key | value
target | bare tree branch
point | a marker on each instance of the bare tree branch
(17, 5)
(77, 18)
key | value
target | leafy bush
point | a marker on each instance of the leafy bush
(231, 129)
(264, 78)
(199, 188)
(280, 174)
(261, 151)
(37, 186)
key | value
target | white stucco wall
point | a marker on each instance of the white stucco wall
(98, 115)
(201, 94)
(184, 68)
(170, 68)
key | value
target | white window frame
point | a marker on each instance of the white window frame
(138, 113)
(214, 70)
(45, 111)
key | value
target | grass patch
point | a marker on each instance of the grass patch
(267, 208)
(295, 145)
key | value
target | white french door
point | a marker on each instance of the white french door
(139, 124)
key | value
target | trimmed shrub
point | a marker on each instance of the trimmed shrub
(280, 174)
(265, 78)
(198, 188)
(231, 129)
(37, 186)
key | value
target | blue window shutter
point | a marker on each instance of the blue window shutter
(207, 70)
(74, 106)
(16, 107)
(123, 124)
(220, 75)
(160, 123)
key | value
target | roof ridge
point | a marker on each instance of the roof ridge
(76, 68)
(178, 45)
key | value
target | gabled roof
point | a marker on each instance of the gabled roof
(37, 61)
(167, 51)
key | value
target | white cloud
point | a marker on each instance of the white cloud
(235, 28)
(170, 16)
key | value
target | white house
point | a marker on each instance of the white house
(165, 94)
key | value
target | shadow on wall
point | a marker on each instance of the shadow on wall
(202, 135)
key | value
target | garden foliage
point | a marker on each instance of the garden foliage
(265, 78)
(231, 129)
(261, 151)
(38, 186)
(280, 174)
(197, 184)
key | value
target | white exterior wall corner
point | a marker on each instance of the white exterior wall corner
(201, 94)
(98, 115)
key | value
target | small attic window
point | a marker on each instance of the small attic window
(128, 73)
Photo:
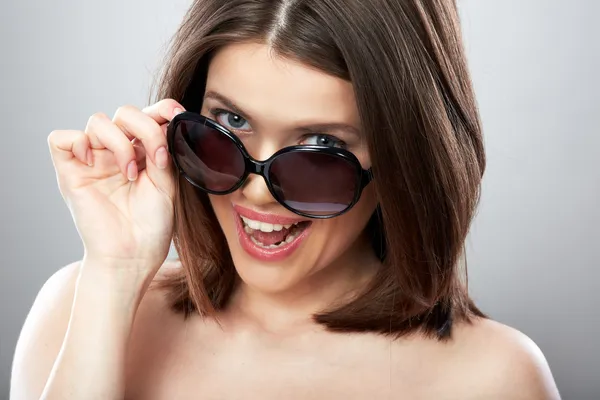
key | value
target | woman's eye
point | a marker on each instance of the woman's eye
(323, 140)
(230, 120)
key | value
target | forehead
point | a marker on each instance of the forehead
(273, 89)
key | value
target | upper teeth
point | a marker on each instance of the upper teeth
(265, 227)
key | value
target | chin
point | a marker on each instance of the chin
(275, 250)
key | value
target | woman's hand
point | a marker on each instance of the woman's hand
(117, 181)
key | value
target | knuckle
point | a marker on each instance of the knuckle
(124, 110)
(94, 118)
(52, 136)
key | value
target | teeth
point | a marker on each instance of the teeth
(288, 240)
(263, 226)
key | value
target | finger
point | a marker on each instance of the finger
(66, 144)
(163, 111)
(145, 129)
(104, 134)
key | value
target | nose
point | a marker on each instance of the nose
(255, 188)
(256, 191)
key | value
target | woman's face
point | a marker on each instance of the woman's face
(269, 102)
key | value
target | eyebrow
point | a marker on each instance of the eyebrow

==================================================

PROBLEM TO SOLVE:
Exactly how many lines in the listing above contain the word "eyebrow"? Only the number should be given.

EXERCISE ANSWER:
2